--- RECORDS SUPPLIED ---
****

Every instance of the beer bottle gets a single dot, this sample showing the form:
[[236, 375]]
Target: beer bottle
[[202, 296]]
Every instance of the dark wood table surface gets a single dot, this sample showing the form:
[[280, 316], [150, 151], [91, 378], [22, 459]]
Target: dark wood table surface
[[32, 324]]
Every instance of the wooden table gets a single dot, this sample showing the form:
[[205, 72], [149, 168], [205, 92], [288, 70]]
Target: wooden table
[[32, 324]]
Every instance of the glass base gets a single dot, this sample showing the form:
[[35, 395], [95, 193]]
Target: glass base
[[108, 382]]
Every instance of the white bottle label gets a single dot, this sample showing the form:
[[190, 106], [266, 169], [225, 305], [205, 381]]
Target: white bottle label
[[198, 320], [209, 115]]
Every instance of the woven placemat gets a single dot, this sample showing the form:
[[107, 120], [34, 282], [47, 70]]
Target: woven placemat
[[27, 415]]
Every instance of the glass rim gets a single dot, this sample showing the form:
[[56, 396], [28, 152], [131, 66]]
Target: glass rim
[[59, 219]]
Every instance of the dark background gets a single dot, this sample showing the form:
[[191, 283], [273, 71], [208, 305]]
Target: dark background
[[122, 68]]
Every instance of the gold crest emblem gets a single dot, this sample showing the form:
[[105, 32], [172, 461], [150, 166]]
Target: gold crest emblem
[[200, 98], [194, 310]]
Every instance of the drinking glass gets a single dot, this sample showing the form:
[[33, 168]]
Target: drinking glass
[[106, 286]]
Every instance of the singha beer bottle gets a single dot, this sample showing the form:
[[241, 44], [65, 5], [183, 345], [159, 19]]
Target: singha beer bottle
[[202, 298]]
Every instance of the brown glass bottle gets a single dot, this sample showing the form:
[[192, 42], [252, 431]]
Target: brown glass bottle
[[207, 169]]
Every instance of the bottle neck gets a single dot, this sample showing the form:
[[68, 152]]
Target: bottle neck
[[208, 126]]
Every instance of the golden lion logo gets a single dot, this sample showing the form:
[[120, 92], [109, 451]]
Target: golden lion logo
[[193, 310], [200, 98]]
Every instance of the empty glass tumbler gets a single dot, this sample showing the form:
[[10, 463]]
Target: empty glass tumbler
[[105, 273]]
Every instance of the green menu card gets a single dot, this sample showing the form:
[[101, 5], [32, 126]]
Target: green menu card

****

--- REQUIREMENTS ---
Print all of the data above again, line for line, with no changes.

--- OUTPUT OF THE EXERCISE ---
Every instance of the beer bottle gets a single dot, this sample showing the form:
[[236, 375]]
Target: beer bottle
[[202, 296]]
Every instance of the dark wood table surface gets a single dot, this sample showing the form:
[[280, 316], [150, 151], [91, 378], [22, 459]]
Target: dark wood table surface
[[32, 324]]
Every instance of the wooden table gets a single dot, this sample showing the form:
[[205, 72], [149, 168], [205, 92], [288, 70]]
Target: wooden table
[[32, 324]]
Every instance of the glass base gets a single dot, this sample showing the form:
[[35, 395], [95, 193]]
Target: glass base
[[108, 382]]
Every instance of the white bottle label gets a single dot, this sample showing the form:
[[190, 106], [266, 169], [225, 305], [205, 381]]
Target: white bottle label
[[198, 320], [209, 115]]
Every instance of the woven placemat gets a single dot, this sample showing the form:
[[107, 120], [34, 282], [47, 70]]
Target: woven placemat
[[27, 415]]
Every instance of the glass rim gets a single dot, this sample showing the form:
[[56, 396], [28, 152], [131, 66]]
Target: glass rim
[[59, 219]]
Every instance of the dark background gets a single dot, this sample showing the form:
[[191, 283], [273, 71], [208, 305]]
Target: dark background
[[122, 68]]
Every instance of the gold crest emblem gets a single dot, this sample showing the form:
[[105, 32], [172, 461], [150, 166]]
Target: gold crest emblem
[[200, 98], [194, 310]]
Every instance of the drinking glass gets a single dot, this sample showing the form:
[[33, 168]]
Target: drinking glass
[[106, 286]]
Every instance of the singha beer bottle gets a single dot, this sample showing the form:
[[241, 44], [65, 5], [183, 345], [159, 19]]
Target: singha beer bottle
[[202, 298]]
Every instance of the brown glass bottle gets a single dot, this sample showing the form:
[[192, 42], [252, 431]]
Target: brown glass bottle
[[207, 169]]
Every instance of the bottle neck gets a single dot, this sample showing the form:
[[68, 152]]
Target: bottle neck
[[208, 126]]
Every instance of the golden lion logo gets a single dot, this sample showing the form:
[[120, 92], [109, 451]]
Target: golden lion logo
[[193, 310], [200, 98]]
Every instance of the empty glass tumbler gets a single dot, this sample showing the form:
[[10, 463]]
Target: empty glass tumbler
[[105, 273]]
Every instance of the green menu card gets a single dot, this sample showing the form:
[[101, 5], [32, 126]]
Target: green menu card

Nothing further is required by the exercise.